Exercise description: Copy the lines between the one holding "the red helmet" and the one holding "[[695, 369]]", inclusive, keeping the requests unchanged. In the answers, scale every x and y coordinate by 1.75 and round each to a whole number, with halves rounding up.

Input data:

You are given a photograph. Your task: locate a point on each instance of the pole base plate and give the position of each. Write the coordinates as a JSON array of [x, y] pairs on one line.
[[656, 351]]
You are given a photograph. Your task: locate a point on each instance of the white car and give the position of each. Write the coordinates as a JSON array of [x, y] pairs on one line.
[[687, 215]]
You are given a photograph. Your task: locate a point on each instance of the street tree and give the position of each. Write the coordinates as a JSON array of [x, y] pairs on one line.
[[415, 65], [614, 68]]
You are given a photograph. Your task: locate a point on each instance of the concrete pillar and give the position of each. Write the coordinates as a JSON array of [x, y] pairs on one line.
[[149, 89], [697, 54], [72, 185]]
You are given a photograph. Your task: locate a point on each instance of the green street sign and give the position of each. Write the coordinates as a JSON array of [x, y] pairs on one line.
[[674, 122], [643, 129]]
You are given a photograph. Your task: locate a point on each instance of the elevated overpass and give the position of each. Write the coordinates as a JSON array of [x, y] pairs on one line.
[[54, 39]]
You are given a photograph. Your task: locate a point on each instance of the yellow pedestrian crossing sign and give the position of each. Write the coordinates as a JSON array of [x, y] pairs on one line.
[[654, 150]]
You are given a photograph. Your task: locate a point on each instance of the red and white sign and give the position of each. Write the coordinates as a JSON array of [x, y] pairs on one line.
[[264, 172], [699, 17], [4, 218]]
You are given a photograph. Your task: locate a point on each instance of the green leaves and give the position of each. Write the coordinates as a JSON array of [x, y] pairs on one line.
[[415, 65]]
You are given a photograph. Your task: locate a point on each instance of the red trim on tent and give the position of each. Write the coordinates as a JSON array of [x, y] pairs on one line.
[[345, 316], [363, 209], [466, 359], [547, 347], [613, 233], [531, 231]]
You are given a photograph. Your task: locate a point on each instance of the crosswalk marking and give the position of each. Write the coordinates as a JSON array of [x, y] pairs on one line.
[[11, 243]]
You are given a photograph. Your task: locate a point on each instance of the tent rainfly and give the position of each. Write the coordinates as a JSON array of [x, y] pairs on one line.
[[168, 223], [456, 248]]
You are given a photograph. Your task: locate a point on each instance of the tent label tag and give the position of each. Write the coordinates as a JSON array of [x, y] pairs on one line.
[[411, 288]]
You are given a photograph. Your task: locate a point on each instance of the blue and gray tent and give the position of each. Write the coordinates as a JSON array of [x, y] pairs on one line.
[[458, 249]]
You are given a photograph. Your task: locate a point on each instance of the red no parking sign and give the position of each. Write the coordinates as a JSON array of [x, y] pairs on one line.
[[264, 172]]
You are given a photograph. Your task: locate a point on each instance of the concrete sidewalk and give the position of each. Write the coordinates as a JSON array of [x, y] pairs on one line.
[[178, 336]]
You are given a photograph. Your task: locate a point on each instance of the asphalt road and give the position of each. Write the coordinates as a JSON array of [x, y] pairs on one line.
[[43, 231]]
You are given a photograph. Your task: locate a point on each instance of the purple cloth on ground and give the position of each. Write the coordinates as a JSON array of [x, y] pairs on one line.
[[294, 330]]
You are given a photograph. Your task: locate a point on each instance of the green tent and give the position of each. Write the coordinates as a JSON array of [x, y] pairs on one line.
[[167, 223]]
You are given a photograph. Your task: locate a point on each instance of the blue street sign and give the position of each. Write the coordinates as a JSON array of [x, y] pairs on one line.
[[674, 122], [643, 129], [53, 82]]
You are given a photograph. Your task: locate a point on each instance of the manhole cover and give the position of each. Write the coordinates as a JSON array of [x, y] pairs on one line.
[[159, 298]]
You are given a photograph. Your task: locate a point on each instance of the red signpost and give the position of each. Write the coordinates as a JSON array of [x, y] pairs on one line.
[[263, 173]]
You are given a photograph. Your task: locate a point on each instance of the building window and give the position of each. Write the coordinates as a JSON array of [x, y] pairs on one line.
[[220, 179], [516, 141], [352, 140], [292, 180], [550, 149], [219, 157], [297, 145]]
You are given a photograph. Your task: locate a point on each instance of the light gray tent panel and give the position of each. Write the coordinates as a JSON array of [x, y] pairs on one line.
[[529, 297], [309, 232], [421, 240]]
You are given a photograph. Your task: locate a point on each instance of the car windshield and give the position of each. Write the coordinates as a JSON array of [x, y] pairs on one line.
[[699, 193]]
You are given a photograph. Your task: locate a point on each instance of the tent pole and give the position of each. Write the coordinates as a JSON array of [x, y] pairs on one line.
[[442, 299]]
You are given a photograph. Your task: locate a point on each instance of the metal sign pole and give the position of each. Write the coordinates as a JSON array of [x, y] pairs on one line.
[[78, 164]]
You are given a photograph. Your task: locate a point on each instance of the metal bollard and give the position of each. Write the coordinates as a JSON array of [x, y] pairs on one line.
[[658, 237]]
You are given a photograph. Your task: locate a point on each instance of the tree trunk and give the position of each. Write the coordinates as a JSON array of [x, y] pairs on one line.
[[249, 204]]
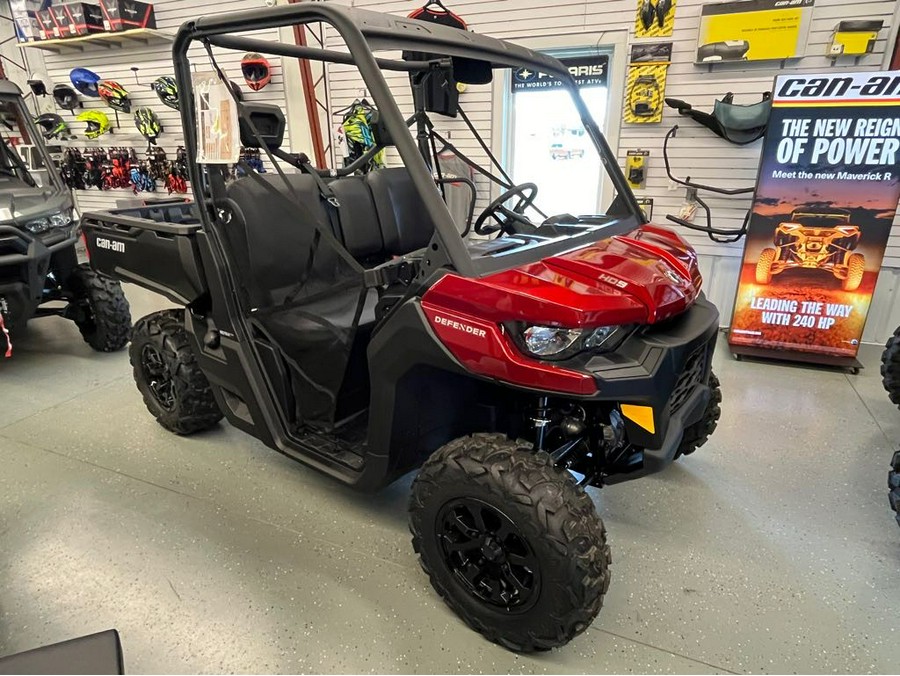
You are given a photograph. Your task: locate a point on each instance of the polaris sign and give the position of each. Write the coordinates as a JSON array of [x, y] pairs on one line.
[[588, 71]]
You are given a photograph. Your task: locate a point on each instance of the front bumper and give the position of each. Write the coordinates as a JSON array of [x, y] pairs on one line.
[[24, 263], [664, 368]]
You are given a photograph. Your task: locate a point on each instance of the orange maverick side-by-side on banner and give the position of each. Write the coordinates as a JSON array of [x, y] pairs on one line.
[[826, 196]]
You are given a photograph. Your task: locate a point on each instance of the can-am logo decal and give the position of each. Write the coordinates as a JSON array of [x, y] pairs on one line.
[[110, 245], [460, 326], [850, 86]]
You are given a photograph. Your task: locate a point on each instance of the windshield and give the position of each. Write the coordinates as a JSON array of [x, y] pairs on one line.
[[489, 194], [18, 135]]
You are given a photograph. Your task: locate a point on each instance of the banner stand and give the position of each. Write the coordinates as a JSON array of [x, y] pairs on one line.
[[825, 200]]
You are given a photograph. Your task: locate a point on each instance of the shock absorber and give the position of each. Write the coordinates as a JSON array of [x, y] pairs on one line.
[[541, 420]]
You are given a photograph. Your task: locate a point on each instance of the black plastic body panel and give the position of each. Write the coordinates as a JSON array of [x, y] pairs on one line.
[[154, 247], [25, 262]]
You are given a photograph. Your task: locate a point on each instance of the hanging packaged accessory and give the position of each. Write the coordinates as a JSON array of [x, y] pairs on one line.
[[636, 168]]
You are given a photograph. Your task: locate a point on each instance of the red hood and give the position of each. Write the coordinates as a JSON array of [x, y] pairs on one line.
[[643, 277]]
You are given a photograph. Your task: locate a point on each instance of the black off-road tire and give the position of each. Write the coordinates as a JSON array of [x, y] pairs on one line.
[[183, 404], [697, 434], [553, 515], [890, 367], [103, 315]]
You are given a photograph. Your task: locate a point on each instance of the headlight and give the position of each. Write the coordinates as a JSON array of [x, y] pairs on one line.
[[547, 341], [551, 342], [45, 223]]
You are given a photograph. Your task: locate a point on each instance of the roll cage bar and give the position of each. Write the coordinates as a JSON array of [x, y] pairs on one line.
[[363, 31]]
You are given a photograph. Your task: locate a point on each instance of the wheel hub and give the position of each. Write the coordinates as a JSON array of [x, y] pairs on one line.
[[488, 555]]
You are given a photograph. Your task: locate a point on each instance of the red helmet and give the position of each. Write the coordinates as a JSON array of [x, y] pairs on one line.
[[257, 71]]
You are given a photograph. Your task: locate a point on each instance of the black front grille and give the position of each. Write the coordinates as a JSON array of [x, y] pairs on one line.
[[695, 369]]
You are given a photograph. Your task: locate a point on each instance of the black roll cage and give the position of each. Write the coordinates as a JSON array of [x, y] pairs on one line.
[[364, 31]]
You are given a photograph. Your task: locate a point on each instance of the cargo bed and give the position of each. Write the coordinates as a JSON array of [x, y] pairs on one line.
[[152, 246]]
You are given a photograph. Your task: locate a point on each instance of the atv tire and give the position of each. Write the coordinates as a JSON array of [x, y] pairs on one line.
[[512, 544], [166, 372], [697, 434], [856, 268], [890, 367], [894, 484], [102, 313], [764, 266]]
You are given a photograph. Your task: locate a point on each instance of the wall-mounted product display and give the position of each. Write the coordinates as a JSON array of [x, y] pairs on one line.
[[646, 205], [655, 18], [77, 18], [645, 90], [24, 15], [826, 196], [636, 168], [753, 30], [853, 38], [123, 15]]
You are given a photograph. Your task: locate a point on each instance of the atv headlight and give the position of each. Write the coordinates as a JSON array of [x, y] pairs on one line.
[[45, 223], [548, 341], [552, 342]]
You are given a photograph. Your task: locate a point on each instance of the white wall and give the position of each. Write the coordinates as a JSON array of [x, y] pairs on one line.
[[696, 152], [153, 61]]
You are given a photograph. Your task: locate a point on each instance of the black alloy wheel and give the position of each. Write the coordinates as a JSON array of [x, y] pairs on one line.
[[488, 554]]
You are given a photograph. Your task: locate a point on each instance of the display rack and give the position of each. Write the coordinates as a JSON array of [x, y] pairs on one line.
[[96, 41]]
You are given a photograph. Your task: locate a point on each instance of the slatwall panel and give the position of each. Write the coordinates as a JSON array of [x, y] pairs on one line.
[[696, 152], [153, 61]]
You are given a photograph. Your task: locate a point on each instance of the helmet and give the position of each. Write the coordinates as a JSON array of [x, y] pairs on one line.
[[115, 95], [147, 123], [167, 91], [85, 81], [52, 126], [40, 84], [97, 121], [65, 97], [257, 71]]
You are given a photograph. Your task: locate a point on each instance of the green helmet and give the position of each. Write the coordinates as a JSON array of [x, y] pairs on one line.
[[148, 124], [167, 90], [97, 122]]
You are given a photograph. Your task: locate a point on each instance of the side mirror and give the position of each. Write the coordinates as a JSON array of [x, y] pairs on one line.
[[269, 122]]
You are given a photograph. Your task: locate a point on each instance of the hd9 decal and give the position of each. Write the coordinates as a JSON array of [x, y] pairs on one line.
[[827, 192]]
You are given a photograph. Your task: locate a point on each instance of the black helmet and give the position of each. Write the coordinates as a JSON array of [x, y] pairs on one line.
[[40, 84], [52, 126], [65, 97]]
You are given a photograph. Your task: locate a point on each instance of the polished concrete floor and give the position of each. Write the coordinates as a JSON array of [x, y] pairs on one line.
[[770, 550]]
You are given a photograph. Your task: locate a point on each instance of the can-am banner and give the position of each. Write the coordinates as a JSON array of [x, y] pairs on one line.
[[588, 71], [826, 195]]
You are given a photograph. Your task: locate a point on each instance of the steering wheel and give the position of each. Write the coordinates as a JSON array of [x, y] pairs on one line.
[[503, 215]]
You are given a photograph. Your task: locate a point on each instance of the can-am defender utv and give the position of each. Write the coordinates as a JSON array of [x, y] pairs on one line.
[[39, 270], [343, 320]]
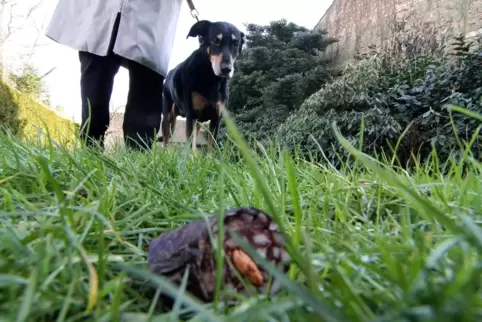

Response to this task:
You are given a photograph. Your task: locate a point on each instance of the red helmet and give the position of each. Write the coordinates as a JSON array of [x, y] pairs on one line.
[[450, 124]]
You are given a photograph. Your task: locate a point on each instance of the black front grille and give the position of each. Write the coordinates as a JSON array of [x, y] pairs on one line.
[[1216, 646]]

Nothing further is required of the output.